# start of Dataset entries
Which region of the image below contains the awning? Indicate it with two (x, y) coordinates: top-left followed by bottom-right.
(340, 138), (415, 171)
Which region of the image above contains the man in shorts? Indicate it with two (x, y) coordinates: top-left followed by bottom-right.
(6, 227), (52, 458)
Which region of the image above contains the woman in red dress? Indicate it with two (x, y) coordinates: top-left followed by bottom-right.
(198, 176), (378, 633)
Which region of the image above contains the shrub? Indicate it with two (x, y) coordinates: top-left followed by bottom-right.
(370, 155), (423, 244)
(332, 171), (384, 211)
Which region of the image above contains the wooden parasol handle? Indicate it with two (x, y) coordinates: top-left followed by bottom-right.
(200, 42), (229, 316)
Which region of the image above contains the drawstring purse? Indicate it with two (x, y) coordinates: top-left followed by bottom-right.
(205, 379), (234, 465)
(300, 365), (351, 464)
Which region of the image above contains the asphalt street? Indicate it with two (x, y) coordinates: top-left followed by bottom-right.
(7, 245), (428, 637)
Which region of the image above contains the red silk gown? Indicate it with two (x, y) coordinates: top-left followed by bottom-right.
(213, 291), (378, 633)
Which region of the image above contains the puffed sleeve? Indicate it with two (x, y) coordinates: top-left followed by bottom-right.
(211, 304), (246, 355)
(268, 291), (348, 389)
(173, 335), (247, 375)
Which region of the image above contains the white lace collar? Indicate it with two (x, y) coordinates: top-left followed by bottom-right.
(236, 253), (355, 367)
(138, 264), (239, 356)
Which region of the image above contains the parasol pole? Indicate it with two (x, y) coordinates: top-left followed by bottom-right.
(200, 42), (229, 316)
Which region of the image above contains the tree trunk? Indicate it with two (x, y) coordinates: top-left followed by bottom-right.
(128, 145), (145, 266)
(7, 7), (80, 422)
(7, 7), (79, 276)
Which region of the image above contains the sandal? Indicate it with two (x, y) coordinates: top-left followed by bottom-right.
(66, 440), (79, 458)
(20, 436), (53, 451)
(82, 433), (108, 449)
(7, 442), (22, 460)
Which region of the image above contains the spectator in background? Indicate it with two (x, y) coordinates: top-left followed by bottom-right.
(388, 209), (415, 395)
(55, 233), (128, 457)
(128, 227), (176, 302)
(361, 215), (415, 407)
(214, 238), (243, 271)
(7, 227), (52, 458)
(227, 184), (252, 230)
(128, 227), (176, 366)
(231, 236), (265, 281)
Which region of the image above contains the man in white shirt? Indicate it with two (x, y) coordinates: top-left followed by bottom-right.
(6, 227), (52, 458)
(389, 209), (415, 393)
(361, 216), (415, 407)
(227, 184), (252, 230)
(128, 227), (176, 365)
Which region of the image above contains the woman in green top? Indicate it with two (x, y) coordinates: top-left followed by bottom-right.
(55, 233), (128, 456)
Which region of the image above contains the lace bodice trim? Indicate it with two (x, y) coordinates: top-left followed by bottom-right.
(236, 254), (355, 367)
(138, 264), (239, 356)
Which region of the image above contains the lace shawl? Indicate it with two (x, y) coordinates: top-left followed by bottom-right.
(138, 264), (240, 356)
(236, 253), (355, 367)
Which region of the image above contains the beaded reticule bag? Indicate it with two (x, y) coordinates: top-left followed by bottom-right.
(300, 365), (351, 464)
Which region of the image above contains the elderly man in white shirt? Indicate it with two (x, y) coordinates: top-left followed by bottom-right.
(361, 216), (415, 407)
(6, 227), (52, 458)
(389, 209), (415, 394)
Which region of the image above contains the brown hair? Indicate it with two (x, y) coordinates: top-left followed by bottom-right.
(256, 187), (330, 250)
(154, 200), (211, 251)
# end of Dataset entries
:: Task objective ::
Reproduce all of the entries above word for word, keeping every coordinate and mark of punctuation unchanged.

:: Answer to this task ::
Which region of the image below contains the awning? Indicate it with two (x, y) coordinates: top-left followed by bottom-right.
(340, 138), (415, 171)
Which region of the image above contains the man in shorts? Indicate it with two (x, y) coordinates: top-left followed by bottom-right.
(6, 227), (52, 458)
Which region of the image above contains the woman in red dress? Indicate it with two (x, y) coordinates: top-left followed by bottom-right.
(198, 176), (378, 633)
Which region of the image above contains the shrub? Indicate it with two (x, y) coordinates: top-left followed by bottom-right.
(370, 155), (423, 244)
(332, 171), (384, 211)
Which region of the image above contains the wooden parasol handle? Indicate it with two (x, y) coordinates: top-left followed by bottom-right.
(200, 42), (229, 316)
Which region of the image above contains the drawstring purse? Indicate it with two (x, y) coordinates: top-left followed by bottom-right.
(205, 379), (234, 465)
(300, 365), (351, 464)
Which region of the image above contains the asphalt street? Indicate it with two (x, y) coordinates: top-left followed by bottom-right.
(7, 245), (428, 637)
Which region of the image above contains the red silk gown? Indicate it with two (x, y) coordinates: top-left followed by bottom-right.
(213, 291), (378, 633)
Which region of the image above contains the puffed sleeve? Indicate it with two (x, y) coordinates: top-left followed by bottom-right.
(211, 304), (246, 355)
(268, 291), (348, 389)
(173, 335), (247, 375)
Which region of the image above contains the white lace collar? Indicate it with two (x, y) coordinates: top-left followed by bottom-right.
(236, 253), (355, 367)
(138, 264), (239, 356)
Which region of the image above contains the parasol pole? Indicate it with two (x, y) coordinates: top-left followed by bottom-right.
(200, 42), (229, 316)
Which region of the image above contains the tree trunk? Indicate it with two (x, y) coordinates: top-left followed by bottom-right.
(128, 145), (145, 266)
(7, 7), (80, 422)
(7, 7), (79, 276)
Which region of the image above contains the sandal? Indicate it with two (x, y) coordinates: top-left followed by bottom-right.
(66, 440), (79, 458)
(20, 436), (53, 451)
(82, 433), (108, 449)
(7, 442), (22, 460)
Which region of the image above contains the spectator in background? Indicate it with two (x, y) coordinates: top-left followed by bottom-right.
(388, 209), (415, 395)
(55, 233), (128, 457)
(128, 227), (176, 302)
(361, 215), (415, 407)
(214, 238), (243, 271)
(7, 227), (52, 458)
(227, 184), (252, 230)
(128, 227), (176, 366)
(231, 236), (265, 281)
Which region of the image above contains the man in white shirt? Indicate it with two (x, y) coordinates: top-left followed by bottom-right.
(6, 227), (52, 458)
(389, 209), (415, 393)
(361, 216), (415, 407)
(227, 184), (252, 230)
(128, 227), (176, 365)
Which region of the image above contains the woman in green top? Indicate it with two (x, y) coordinates: top-left followed by bottom-right.
(55, 233), (128, 456)
Which region of the image above contains the lace bodice trim? Indicate it with two (x, y) coordinates: top-left followed by bottom-right.
(236, 254), (355, 367)
(138, 264), (239, 356)
Which region of the image above contains the lace shawl? Indicate it with two (x, y) coordinates: top-left followed by bottom-right.
(138, 264), (240, 356)
(236, 253), (355, 367)
Which region of the image above contains the beaded reticule bag? Indicate it with two (x, y) coordinates: top-left followed by bottom-right.
(300, 365), (351, 464)
Which region of the image above contains the elderly man in white shirt? Indicate it with two (x, y) coordinates: top-left followed by bottom-right.
(361, 216), (415, 407)
(6, 227), (52, 458)
(389, 209), (415, 394)
Which region of the image above contains the brown hair? Indicate it with two (x, y) coordinates: top-left followed by bottom-right.
(256, 187), (330, 250)
(154, 200), (211, 251)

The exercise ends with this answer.